**Consigna del ejercicio**
Transcribe tal cual el fragmento del texto sobre la amistad que va entre "Es curioso, pero" y "juntos. Y así fue.", ambos incluidos.

**Texto**
* * * * *

"Amigos que por siempre nos dejaron,
caros amigos para siempre idos,
fuera del tiempo y fuera del espacio!
Para el alma nutrida de pesares,
para el transido corazón, acaso".
Edgar Allan Poe

Es curioso, pero nuestra relación comenzó tras una intensa y agria discusión acerca de la idea de que Napoleón Bonaparte había sido envenenado. Ocurrió, según recuerdo, durante un recreo de cuarto curso de bachillerato que ambos cursábamos aquel año en el Liceo Unión Panamericana. A pesar de esta primera diferencia, surgieron entre nosotros, dos adolescentes convencidos de poseer firmes conocimientos acerca de casi todo, señales inequívocas de que el camino que habríamos de recorrer a partir de aquel entonces, lo haríamos juntos. Y así fue.
La amistad, como bien señalan importantes pensadores a lo largo de la historia, es una fiesta que se inicia entre dos personas a las que el destino y solo este, logra unir y lleva en su esencia importantes afectos que pueden llegar a ser tan fuertes como el amor. La tragedia que sufrió Ben-Hur y su familia, causada por el Tribuno Messala, esconde un profundo vínculo de amor y amistad entre estos dos personajes. No se trata tan solo de un nexo superficial y efímero. La verdadera amistad tiene una naturaleza holística y abarcadora; envuelve y cuida celosamente todo cuanto pertenece a uno y otro: padres, esposas, hijos, hermanos y gente próxima a los dos.
Y esa misma naturaleza adquirió la nuestra, que como dije antes comenzó en plena adolescencia y fue tomando forma en un aula escolar. Nuestro incipiente compañerismo fue expandiendo sus límites fuera del centro e incorporando distintas áreas e intereses que poco a poco fueron haciéndose comunes y que al mismo tiempo nos identificaban a ambos. Como dice Julio Ramón Ribeyro “Los amigos desarrollan en nosotros nuestras virtudes potenciales”. Muy pronto Simón Guerrero y yo descubrimos que criar peces tropicales era una pasión que compartíamos al igual que nuestro gusto por los conciertos de música clásica, las exposiciones de pintura, la lectura de libros de carácter científico, las novelas, deambular por el bosque o disfrutar de la playa de Güibia, nuestra favorita.

* * * * *

**Registros para revisar**

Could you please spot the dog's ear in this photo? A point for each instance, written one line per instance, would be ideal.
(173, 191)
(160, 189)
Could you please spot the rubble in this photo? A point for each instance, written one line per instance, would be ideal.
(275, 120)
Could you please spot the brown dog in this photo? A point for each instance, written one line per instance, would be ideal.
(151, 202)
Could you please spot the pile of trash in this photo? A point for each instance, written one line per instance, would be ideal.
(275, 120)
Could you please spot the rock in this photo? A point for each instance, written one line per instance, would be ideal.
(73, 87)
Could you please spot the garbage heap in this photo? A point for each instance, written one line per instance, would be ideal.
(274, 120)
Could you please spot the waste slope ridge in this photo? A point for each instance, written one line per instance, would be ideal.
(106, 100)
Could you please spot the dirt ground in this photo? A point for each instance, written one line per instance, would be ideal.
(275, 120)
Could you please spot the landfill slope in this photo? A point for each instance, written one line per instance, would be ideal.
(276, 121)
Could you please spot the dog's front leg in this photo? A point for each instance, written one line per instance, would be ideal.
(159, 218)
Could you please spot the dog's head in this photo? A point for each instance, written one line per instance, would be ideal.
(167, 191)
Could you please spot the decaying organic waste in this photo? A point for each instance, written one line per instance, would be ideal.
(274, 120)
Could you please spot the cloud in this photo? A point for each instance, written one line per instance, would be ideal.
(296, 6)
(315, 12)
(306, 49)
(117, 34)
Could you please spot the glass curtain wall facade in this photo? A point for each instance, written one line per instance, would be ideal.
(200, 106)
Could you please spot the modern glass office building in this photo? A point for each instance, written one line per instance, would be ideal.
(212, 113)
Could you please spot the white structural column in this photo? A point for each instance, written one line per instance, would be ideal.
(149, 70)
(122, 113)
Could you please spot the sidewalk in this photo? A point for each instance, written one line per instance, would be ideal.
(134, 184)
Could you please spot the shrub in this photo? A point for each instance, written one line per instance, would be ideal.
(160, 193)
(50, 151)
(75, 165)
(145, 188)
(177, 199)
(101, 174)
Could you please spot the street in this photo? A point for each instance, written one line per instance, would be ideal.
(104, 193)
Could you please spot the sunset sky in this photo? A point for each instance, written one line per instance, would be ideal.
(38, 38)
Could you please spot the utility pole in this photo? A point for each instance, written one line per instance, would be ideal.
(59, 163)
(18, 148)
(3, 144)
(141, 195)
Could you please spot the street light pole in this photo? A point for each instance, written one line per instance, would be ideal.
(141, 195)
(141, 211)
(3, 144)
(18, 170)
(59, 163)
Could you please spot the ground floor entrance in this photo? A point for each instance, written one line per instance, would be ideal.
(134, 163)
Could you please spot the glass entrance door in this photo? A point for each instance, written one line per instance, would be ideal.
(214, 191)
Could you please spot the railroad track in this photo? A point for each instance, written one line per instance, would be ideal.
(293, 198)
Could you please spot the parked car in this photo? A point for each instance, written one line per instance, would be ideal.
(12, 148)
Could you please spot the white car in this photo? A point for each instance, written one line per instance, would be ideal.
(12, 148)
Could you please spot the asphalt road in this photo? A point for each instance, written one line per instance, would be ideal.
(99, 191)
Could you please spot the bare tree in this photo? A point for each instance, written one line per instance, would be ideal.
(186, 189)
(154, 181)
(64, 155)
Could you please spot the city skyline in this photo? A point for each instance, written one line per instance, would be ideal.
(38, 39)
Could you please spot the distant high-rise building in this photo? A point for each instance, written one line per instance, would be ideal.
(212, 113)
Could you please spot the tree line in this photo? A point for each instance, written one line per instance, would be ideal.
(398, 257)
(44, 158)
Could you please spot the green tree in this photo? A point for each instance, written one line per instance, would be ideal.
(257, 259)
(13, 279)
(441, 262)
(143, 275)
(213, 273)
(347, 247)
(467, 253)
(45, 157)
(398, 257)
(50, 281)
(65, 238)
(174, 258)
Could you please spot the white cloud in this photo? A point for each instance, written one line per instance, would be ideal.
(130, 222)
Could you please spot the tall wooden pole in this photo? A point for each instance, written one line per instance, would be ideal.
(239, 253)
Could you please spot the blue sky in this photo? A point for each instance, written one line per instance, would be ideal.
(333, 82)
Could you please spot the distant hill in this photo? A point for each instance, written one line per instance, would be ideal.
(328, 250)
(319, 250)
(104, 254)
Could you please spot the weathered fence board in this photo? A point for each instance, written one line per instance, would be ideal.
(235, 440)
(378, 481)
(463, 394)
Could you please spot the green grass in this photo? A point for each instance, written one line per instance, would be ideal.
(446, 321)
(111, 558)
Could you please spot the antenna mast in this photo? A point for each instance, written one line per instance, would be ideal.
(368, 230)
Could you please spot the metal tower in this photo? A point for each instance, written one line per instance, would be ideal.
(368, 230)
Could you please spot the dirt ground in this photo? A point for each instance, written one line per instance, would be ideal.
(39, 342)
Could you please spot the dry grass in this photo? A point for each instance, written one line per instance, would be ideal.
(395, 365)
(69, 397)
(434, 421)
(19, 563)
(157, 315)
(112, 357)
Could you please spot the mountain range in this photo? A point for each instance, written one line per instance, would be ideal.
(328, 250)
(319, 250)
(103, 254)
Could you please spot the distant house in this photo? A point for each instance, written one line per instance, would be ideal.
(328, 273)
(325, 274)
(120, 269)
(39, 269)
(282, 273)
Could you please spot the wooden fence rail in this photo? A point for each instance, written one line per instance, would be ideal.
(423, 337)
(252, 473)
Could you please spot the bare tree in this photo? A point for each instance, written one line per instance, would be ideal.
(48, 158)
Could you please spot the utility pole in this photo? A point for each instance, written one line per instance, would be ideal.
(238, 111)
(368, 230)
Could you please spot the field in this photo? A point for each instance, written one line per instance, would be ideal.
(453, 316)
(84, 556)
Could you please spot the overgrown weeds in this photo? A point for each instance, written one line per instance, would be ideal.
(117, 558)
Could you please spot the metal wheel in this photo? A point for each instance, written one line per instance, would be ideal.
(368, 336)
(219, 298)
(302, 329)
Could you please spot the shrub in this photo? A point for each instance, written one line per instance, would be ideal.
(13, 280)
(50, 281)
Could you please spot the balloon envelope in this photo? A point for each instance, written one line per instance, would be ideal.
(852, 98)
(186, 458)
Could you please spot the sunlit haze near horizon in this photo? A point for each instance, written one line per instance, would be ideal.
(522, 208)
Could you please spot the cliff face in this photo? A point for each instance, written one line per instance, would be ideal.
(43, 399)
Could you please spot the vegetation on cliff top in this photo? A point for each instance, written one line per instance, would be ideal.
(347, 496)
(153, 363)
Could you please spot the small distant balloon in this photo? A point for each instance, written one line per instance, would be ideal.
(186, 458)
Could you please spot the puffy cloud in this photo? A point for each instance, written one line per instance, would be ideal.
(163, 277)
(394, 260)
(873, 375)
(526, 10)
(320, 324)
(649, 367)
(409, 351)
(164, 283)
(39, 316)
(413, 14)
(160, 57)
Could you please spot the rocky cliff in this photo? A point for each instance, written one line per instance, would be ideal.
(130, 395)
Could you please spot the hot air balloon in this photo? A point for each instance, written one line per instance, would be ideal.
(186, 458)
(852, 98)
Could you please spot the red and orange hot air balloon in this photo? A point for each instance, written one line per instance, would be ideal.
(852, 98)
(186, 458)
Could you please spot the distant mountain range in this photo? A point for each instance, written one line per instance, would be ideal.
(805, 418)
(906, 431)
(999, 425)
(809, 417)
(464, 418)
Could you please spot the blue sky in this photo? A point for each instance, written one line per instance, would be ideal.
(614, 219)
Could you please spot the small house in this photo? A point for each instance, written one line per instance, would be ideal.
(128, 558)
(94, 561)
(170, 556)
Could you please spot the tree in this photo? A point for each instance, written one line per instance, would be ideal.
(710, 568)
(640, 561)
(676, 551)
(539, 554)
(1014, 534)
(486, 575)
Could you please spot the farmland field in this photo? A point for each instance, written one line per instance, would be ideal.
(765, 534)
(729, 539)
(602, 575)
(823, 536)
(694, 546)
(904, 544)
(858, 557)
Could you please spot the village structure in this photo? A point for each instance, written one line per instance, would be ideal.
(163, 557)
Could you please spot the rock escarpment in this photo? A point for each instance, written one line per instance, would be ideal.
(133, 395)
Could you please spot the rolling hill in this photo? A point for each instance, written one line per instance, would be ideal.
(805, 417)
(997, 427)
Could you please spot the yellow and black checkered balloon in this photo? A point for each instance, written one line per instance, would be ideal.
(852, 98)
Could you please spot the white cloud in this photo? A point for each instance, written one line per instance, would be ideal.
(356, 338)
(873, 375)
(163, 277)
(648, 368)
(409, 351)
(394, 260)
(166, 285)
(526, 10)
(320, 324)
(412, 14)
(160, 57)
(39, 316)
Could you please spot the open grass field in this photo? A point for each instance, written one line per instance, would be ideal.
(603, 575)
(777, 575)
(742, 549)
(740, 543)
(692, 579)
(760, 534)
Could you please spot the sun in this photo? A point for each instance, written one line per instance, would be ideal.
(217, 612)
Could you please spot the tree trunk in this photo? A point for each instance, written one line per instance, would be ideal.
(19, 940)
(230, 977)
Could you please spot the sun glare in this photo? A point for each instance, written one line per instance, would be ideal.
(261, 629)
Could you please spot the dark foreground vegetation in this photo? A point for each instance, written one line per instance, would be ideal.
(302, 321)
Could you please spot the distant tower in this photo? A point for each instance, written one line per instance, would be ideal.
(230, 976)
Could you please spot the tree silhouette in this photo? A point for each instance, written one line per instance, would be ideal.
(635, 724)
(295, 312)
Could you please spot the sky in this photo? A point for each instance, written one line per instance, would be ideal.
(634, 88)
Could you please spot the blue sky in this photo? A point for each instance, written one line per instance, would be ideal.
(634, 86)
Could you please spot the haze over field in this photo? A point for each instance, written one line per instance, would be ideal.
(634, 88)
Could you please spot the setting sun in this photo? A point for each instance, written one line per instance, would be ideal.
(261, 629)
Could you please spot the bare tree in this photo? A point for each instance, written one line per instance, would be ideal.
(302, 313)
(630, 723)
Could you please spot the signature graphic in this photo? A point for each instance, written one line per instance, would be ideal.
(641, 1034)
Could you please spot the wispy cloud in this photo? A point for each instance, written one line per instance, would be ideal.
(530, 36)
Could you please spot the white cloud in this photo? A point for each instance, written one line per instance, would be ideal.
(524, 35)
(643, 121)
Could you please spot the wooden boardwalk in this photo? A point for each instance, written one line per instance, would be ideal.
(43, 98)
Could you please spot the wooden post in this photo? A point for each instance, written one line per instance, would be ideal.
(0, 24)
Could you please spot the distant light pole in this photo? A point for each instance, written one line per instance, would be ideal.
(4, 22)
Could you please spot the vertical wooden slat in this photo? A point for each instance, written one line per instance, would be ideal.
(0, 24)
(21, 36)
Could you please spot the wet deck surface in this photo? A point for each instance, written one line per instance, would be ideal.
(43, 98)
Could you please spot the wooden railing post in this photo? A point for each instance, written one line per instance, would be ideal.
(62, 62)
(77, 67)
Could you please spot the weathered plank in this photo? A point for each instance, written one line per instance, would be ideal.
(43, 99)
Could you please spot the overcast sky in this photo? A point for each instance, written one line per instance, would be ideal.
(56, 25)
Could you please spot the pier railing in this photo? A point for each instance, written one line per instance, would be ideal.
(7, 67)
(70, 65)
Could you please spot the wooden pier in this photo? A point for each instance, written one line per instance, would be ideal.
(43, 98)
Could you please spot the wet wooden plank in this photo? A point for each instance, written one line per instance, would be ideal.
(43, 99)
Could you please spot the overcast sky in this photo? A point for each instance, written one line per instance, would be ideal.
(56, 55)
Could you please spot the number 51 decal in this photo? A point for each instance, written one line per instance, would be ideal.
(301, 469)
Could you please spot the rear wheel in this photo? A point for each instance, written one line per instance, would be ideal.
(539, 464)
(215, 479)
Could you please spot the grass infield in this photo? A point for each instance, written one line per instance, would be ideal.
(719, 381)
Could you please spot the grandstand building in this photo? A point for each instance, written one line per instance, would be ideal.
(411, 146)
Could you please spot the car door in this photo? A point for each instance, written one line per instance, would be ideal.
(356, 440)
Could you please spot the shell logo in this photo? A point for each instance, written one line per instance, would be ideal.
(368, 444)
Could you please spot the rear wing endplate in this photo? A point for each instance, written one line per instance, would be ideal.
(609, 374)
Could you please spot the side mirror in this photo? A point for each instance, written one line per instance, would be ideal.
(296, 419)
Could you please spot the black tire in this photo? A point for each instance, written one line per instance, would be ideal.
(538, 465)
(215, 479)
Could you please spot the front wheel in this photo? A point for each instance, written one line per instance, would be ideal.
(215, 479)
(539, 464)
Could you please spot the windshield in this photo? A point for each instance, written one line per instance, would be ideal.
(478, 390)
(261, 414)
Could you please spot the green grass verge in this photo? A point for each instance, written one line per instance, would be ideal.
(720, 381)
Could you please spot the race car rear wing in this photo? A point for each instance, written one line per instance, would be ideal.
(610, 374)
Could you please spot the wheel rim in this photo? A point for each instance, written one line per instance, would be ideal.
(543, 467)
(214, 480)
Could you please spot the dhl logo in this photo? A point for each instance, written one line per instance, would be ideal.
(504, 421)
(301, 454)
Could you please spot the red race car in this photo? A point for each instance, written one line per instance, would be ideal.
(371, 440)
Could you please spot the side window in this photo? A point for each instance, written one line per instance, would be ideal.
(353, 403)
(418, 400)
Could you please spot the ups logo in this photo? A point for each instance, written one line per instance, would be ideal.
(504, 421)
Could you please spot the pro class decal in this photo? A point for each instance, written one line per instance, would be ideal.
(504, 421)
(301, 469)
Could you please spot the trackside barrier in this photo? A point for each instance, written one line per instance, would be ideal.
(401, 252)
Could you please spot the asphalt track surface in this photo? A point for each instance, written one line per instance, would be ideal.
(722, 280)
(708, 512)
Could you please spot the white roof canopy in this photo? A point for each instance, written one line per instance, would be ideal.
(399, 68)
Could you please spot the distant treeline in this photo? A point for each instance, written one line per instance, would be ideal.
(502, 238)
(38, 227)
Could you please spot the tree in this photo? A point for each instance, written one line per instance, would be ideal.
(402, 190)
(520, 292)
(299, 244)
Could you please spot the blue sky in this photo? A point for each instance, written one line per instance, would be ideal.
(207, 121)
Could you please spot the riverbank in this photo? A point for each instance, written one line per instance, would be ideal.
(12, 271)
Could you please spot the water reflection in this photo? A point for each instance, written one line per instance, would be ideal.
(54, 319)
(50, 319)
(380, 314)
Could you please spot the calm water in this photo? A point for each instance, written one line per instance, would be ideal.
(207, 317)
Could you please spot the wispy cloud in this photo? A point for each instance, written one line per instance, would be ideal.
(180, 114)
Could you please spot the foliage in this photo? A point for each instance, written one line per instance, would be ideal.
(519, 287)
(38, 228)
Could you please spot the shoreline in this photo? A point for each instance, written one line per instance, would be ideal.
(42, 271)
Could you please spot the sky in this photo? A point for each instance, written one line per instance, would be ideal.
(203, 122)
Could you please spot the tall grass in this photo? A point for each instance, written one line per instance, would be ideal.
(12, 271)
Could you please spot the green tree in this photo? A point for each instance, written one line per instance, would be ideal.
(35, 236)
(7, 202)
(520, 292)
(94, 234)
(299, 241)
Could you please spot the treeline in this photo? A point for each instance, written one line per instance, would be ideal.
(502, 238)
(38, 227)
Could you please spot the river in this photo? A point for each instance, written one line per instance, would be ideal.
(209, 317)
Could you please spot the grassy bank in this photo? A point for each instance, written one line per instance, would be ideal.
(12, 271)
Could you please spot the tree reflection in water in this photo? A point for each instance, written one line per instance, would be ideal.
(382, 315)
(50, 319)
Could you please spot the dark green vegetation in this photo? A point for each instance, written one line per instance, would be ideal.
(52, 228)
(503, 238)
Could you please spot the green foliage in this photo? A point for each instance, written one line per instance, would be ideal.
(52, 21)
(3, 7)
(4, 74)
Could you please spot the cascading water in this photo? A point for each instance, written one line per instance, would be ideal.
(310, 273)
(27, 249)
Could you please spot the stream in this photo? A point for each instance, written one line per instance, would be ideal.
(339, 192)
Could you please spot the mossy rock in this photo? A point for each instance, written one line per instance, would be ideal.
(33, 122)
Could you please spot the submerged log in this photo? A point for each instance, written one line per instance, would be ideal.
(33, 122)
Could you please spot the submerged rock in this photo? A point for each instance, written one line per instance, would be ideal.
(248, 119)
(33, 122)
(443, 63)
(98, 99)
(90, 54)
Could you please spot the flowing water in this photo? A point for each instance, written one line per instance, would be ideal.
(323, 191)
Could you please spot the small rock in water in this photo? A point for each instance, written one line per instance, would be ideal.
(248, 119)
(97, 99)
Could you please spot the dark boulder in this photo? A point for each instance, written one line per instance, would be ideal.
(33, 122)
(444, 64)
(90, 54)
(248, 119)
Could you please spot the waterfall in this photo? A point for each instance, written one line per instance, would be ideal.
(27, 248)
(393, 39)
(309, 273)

* * * * *

**Resultado**
Es curioso, pero nuestra relación comenzó tras una intensa y agria discusión acerca de la idea de que Napoleón Bonaparte había sido envenenado. Ocurrió, según recuerdo, durante un recreo de cuarto curso de bachillerato que ambos cursábamos aquel año en el Liceo Unión Panamericana. A pesar de esta primera diferencia, surgieron entre nosotros, dos adolescentes convencidos de poseer firmes conocimientos acerca de casi todo, señales inequívocas de que el camino que habríamos de recorrer a partir de aquel entonces, lo haríamos juntos. Y así fue.